_DATA SHOWN_.

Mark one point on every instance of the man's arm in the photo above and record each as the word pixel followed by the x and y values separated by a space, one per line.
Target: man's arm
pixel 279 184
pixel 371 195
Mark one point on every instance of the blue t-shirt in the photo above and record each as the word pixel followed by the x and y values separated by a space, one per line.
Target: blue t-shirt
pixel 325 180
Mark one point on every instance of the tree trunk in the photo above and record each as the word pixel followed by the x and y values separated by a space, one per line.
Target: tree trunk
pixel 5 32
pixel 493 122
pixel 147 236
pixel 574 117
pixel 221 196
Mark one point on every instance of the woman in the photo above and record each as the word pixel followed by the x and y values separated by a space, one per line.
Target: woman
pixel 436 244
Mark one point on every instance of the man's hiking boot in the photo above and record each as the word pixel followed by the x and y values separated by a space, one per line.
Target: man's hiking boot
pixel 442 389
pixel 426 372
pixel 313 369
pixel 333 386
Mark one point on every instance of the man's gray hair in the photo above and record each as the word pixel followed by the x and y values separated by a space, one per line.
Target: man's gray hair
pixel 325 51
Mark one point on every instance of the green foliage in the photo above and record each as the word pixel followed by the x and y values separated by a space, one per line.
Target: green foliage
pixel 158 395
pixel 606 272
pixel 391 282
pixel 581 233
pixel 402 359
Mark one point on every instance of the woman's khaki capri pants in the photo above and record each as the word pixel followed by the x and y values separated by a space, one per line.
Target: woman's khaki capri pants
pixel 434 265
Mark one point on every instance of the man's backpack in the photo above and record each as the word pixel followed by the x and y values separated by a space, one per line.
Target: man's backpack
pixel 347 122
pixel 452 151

_TASK DIRECTIONS_. Convert all the rows above into a two-column CSV with the header instruction,answer. Give one line per row, with the row's text and its answer each in a single quoted field and line breaks replaced by spaces.

_OUTPUT FOR THIS EXERCISE_.
instruction,answer
"Mark one point on every instance of the man's arm in the photo above and record each as the word pixel followed by the x and y values separated by a space, one per line. Target: man's arm","pixel 279 184 pixel 371 195"
"Mark one point on every instance of the blue t-shirt in the photo above and record each as the word pixel followed by the x and y values separated by a space, one per line. Target: blue t-shirt","pixel 325 180"
"Mark one point on every instance of the tree trunk in the photo above and record each as the word pixel followed by the x and y values separated by a space, one per line. Target: tree trunk","pixel 5 32 pixel 493 122 pixel 147 236 pixel 574 117 pixel 221 196"
"Mark one point on every instance of the woman in the photo above and record each as the word pixel followed by the x and y values separated by a space, one per line. Target: woman","pixel 436 244"
"Mark one point on every instance of the man's hiking boot in the photo above and record each as the word pixel followed by the x and y values separated by a space, one per line. Target: man's hiking boot","pixel 442 389 pixel 426 372 pixel 313 369 pixel 333 386"
"Mark one point on every instance of the man's gray hair in the photo above and record each as the word pixel followed by the x and y values separated by a space, one per line. Target: man's gray hair","pixel 325 51"
"Mark one point on every instance of the green foliage in the photo above and record each as the word pixel followed by the x and y values separated by a space, one per line. Target: green foliage","pixel 158 395 pixel 606 272 pixel 391 282 pixel 581 233 pixel 402 359"
"Mark one point on every instance of the woman's khaki capri pants in the photo above and record each as the word pixel followed by the x and y values separated by a space, one per line. Target: woman's khaki capri pants","pixel 434 265"
"Mark one point on every instance of the man's backpack in the photo above and record each as the word pixel followed by the x and y values separated by a space, one per line. Target: man's backpack","pixel 347 122 pixel 452 151"